Arrange the lines from the one containing "Can you spot any stone wall in this picture?" through the one containing "333;141;450;299", both included, as a Markdown table with the columns Row and Line, skipping blank lines. Include only those lines, and leave the pictures out.

--- START ---

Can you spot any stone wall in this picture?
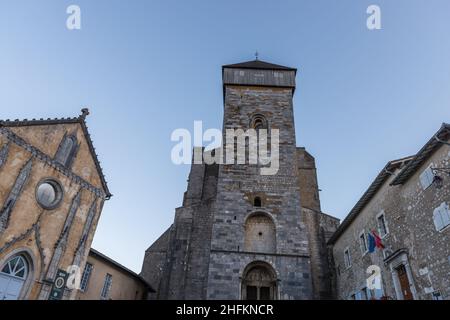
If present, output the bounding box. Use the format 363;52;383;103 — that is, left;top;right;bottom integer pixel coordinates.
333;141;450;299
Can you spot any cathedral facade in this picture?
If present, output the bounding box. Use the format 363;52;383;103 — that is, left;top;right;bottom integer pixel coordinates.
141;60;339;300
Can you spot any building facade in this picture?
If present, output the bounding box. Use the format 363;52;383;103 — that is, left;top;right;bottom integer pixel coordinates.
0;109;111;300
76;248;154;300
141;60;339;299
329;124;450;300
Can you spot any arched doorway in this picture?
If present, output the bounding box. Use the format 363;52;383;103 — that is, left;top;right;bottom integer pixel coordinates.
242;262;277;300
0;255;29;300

--- END ---
--- START ---

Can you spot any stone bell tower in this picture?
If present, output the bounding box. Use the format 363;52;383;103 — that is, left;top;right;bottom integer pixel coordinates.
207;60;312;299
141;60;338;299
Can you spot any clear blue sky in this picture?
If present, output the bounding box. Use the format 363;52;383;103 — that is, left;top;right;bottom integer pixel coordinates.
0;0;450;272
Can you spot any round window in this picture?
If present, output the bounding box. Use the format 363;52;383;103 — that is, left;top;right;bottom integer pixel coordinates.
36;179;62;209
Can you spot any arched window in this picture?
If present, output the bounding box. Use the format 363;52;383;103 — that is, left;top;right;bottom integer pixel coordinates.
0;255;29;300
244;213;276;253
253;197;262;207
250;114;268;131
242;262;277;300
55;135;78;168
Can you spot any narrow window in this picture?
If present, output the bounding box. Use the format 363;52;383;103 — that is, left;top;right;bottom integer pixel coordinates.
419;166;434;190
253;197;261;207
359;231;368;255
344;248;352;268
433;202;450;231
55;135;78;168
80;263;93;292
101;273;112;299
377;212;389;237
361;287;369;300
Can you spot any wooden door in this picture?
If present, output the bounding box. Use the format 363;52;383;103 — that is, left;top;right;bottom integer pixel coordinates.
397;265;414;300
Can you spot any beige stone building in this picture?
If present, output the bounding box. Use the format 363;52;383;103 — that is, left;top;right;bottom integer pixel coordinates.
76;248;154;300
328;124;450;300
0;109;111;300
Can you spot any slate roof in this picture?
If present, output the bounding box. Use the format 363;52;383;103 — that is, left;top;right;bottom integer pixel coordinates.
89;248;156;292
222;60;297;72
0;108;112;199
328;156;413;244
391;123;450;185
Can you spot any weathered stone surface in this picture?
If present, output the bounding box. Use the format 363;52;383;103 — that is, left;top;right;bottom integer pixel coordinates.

--- END ---

→ **Final result**:
| Row | Line |
|---|---|
| 1 | Can you spot any stone wall in this picture? |
| 2 | If present, output the bounding box. Use the format 363;52;383;103 — that is, left;top;right;bottom integer pixel coordinates. |
| 3 | 333;141;450;299 |